Please print all of the records shown below, exactly as given.

Excerpts from a dataset:
=== Section Start ===

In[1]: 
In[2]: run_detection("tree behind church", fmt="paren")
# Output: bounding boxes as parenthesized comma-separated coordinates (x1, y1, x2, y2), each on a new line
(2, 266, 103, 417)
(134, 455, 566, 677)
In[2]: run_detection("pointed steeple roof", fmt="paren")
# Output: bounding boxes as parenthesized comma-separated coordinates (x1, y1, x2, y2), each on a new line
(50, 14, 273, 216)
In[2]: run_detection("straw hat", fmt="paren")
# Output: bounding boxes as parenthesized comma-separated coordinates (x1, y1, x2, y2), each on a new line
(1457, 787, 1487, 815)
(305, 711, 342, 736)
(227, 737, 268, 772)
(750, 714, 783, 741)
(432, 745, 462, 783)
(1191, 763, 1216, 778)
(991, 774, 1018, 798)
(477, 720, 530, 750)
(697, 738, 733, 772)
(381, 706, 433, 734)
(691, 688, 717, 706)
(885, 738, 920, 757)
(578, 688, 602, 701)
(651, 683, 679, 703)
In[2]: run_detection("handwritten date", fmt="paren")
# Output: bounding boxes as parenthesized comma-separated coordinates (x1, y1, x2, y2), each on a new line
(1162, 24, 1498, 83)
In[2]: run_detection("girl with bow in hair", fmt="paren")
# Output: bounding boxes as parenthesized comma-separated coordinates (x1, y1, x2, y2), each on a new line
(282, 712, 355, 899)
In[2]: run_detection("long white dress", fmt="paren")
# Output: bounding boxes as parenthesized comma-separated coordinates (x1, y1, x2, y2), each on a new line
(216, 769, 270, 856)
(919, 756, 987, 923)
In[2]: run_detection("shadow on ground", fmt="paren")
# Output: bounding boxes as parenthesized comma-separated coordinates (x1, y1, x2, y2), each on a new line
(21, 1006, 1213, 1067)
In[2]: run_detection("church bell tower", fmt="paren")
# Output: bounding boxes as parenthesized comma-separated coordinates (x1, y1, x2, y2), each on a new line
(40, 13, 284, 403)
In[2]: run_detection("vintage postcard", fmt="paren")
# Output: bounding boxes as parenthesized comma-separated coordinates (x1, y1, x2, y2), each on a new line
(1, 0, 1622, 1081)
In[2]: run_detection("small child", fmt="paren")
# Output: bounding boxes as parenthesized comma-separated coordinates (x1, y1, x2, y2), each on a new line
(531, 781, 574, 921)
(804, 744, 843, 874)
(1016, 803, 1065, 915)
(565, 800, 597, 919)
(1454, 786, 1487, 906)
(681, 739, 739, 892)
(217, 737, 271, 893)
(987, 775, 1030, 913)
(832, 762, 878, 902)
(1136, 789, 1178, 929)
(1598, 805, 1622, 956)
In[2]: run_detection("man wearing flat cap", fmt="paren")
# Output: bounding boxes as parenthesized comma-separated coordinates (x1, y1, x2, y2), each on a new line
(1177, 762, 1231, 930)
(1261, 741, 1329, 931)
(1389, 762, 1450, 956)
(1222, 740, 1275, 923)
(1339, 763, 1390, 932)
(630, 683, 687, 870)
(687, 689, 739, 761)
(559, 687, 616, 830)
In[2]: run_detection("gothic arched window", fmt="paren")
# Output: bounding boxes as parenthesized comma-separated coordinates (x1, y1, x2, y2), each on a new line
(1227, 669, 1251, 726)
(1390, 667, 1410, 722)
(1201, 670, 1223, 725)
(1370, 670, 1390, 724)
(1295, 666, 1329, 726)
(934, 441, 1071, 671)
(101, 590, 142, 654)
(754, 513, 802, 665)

=== Section End ===

**COMPLETED EXERCISE**:
In[1]: 
In[2]: run_detection("tree behind church", fmt="paren")
# Output: bounding boxes as parenthesized comma-separated coordinates (x1, y1, x2, y2), each on a new line
(2, 266, 103, 417)
(134, 455, 566, 677)
In[2]: run_detection("pointed steeple roof", fmt="paren")
# Output: bounding boxes as parenthesized comma-separated coordinates (x1, y1, x2, y2), each on a new line
(50, 14, 273, 216)
In[2]: run_detection("straw hat", fmt="paren")
# Output: bounding boxes as parenthesized comma-separated coordinates (x1, y1, x2, y2), each on a new line
(1457, 787, 1487, 815)
(305, 711, 342, 736)
(227, 737, 268, 772)
(750, 714, 783, 741)
(432, 745, 462, 783)
(1191, 763, 1216, 778)
(991, 774, 1018, 798)
(477, 720, 530, 750)
(697, 738, 733, 772)
(381, 706, 433, 734)
(691, 688, 717, 706)
(885, 738, 920, 757)
(578, 688, 602, 701)
(651, 683, 679, 703)
In[2]: run_detection("handwritten date", fmt="paren")
# Output: bounding boxes as parenthesized comma-separated coordinates (x1, y1, x2, y2), each on a new line
(1162, 24, 1498, 83)
In[2]: run_detection("girl with bow in hair", fmt="paren")
# Output: bounding boxes as parenthesized comma-separated coordinates (x1, y1, x2, y2), each on a new line
(282, 712, 355, 899)
In[2]: run_detection("long white dress", fmt="paren")
# Output: bounding boxes as parenthesized comma-separated coordinates (x1, y1, x2, y2), each on a new line
(216, 769, 270, 856)
(919, 756, 987, 923)
In[2]: run_detection("shadow on ground", fmt="paren")
# Output: bounding boxes as parenthesized comma-separated coordinates (x1, y1, x2, y2), each on a new line
(21, 1006, 1213, 1067)
In[2]: run_detection("church bell tower", fmt="paren")
# Output: bounding boxes as parenthesized comma-separated coordinates (x1, y1, x2, y2), each on a new line
(40, 13, 284, 403)
In[2]: run_detection("vintage postcard", fmt="paren")
# Output: bounding boxes as parenthesized comma-separated coordinates (x1, y1, x2, y2), each on a new line
(1, 0, 1622, 1081)
In[2]: run_detection("small child", fmt="paren")
# Output: bounding boxes as parenthesized comma-separated coordinates (x1, y1, x2, y2), each on a new line
(531, 781, 574, 921)
(804, 744, 843, 874)
(1016, 803, 1065, 915)
(565, 800, 597, 919)
(1454, 786, 1487, 906)
(681, 739, 739, 892)
(217, 737, 271, 893)
(987, 775, 1030, 913)
(832, 762, 878, 902)
(1136, 789, 1178, 929)
(1598, 805, 1622, 956)
In[2]: run_detection("man wearing flat cap", fmt="paren")
# Output: bounding boxes as parenthesized comma-separated coordinates (x1, y1, x2, y2), each on a new line
(1177, 762, 1231, 930)
(1261, 741, 1329, 931)
(1389, 762, 1450, 956)
(1222, 740, 1275, 923)
(1339, 763, 1390, 932)
(630, 683, 687, 870)
(687, 689, 739, 761)
(559, 687, 616, 830)
In[2]: run_detection("gothic arched window", fmt="paren")
# Output: bounding boxes as parenthesized comma-separated coordinates (x1, y1, x2, y2), each on a new line
(1227, 669, 1251, 726)
(1390, 667, 1410, 722)
(1201, 670, 1223, 725)
(1370, 670, 1390, 724)
(1295, 666, 1329, 726)
(934, 441, 1071, 671)
(101, 590, 142, 654)
(754, 513, 802, 665)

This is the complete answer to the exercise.